▶ [SUPPLIED TEXT]:
· · · · ·

So I was really busy last week - not nearly as much this week. Heard from Wild Girl via text on Tuesday evening asking if I'll be around so we can talk. She reached out to me - not simply responded. "I'll give you a call after I get done with dinner." she said. I won't lie, part of me immediately thought, yep, here it comes... she's going to back out on me. Well the evening progressed and I heard nothing until much later when she apologized and said she just got totally busy with the girls. It really didn't phase me either way and I know it is likely the case - having experienced the household. I just told her no worries and she thanked me for understanding.

· · · · ·

▶ [DATA LINES]:
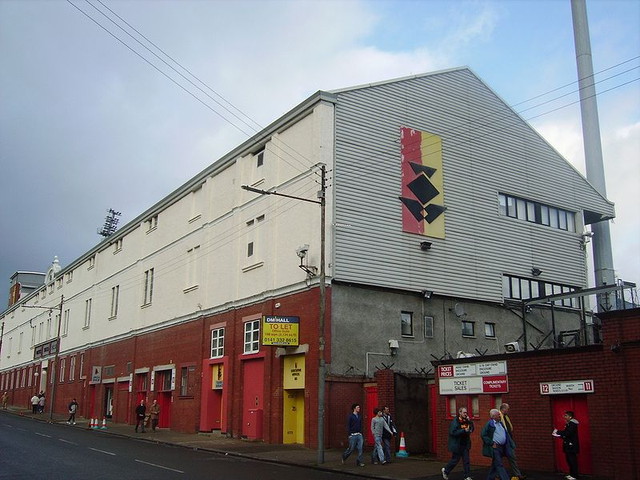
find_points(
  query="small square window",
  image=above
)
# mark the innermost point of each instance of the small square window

· · · · ·

▶ [GIVEN EXERCISE]: Rewrite the stretch from "So I was really" through "me for understanding." in the text about the call from Wild Girl, swapping "dinner" for "supper".

▶ [EXERCISE SOLUTION]:
So I was really busy last week - not nearly as much this week. Heard from Wild Girl via text on Tuesday evening asking if I'll be around so we can talk. She reached out to me - not simply responded. "I'll give you a call after I get done with supper." she said. I won't lie, part of me immediately thought, yep, here it comes... she's going to back out on me. Well the evening progressed and I heard nothing until much later when she apologized and said she just got totally busy with the girls. It really didn't phase me either way and I know it is likely the case - having experienced the household. I just told her no worries and she thanked me for understanding.